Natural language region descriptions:

────────────────

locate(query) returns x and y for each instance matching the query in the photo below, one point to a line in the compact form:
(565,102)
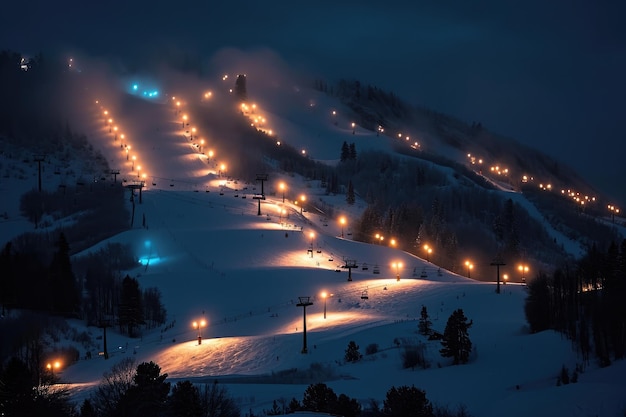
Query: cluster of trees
(127,390)
(584,302)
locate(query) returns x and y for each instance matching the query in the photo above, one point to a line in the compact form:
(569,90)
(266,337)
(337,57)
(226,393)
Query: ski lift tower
(350,263)
(259,197)
(497,263)
(304,303)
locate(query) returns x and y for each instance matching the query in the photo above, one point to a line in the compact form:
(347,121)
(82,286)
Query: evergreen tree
(455,342)
(64,293)
(352,152)
(352,352)
(406,401)
(148,393)
(537,304)
(345,152)
(319,398)
(184,400)
(347,407)
(424,322)
(240,87)
(130,310)
(350,197)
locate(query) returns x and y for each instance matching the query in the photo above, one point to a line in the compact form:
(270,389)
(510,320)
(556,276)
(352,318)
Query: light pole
(428,251)
(524,270)
(343,222)
(198,325)
(302,200)
(51,367)
(397,266)
(469,266)
(304,303)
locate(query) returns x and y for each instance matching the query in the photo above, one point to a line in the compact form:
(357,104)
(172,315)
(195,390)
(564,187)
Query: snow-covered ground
(213,257)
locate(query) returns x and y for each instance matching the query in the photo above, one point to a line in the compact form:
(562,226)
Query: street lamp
(312,236)
(198,325)
(428,251)
(302,200)
(397,266)
(523,268)
(51,366)
(469,266)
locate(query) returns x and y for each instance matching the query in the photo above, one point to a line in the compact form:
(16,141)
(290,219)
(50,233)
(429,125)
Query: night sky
(550,74)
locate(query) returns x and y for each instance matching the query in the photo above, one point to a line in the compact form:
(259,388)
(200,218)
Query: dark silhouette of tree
(352,152)
(537,305)
(113,387)
(352,352)
(184,401)
(350,197)
(240,87)
(148,393)
(456,343)
(64,294)
(319,398)
(294,405)
(130,308)
(216,402)
(424,322)
(406,401)
(345,152)
(347,407)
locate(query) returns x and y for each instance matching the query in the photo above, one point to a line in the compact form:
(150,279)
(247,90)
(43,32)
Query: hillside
(197,236)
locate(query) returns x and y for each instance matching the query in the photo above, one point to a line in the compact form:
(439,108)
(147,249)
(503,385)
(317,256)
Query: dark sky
(547,73)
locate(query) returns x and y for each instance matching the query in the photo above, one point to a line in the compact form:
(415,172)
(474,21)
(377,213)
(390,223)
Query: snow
(213,257)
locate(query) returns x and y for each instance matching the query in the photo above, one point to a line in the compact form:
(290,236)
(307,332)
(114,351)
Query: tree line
(584,301)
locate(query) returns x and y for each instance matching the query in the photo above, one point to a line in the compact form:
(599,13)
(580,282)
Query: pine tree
(350,197)
(406,401)
(240,87)
(319,398)
(130,310)
(455,342)
(352,152)
(64,293)
(345,152)
(424,322)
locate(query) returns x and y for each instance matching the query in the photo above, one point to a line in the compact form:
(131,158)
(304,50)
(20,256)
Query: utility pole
(497,263)
(350,263)
(304,303)
(262,178)
(39,159)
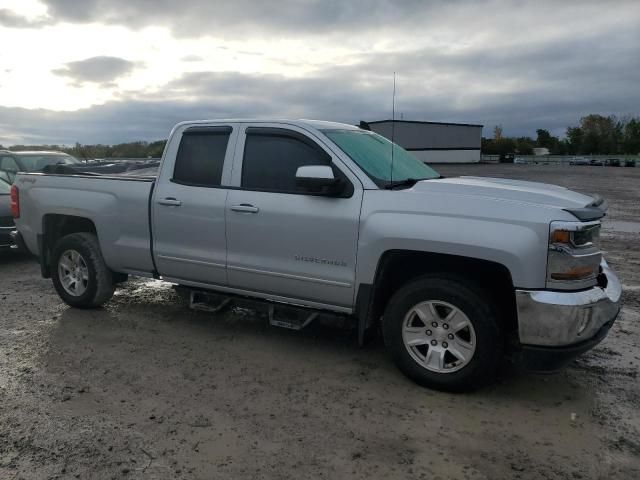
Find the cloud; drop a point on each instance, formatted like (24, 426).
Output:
(96, 69)
(10, 19)
(347, 94)
(202, 17)
(192, 58)
(524, 65)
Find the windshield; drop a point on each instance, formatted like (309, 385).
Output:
(33, 163)
(372, 153)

────────────────

Your task:
Each line above that includes the word "Find" is to be copied.

Answer for this exercise:
Find the cloud; drop a point on each instance, formatted like (24, 426).
Find the windshield; drop a point on each instance, formatted like (309, 385).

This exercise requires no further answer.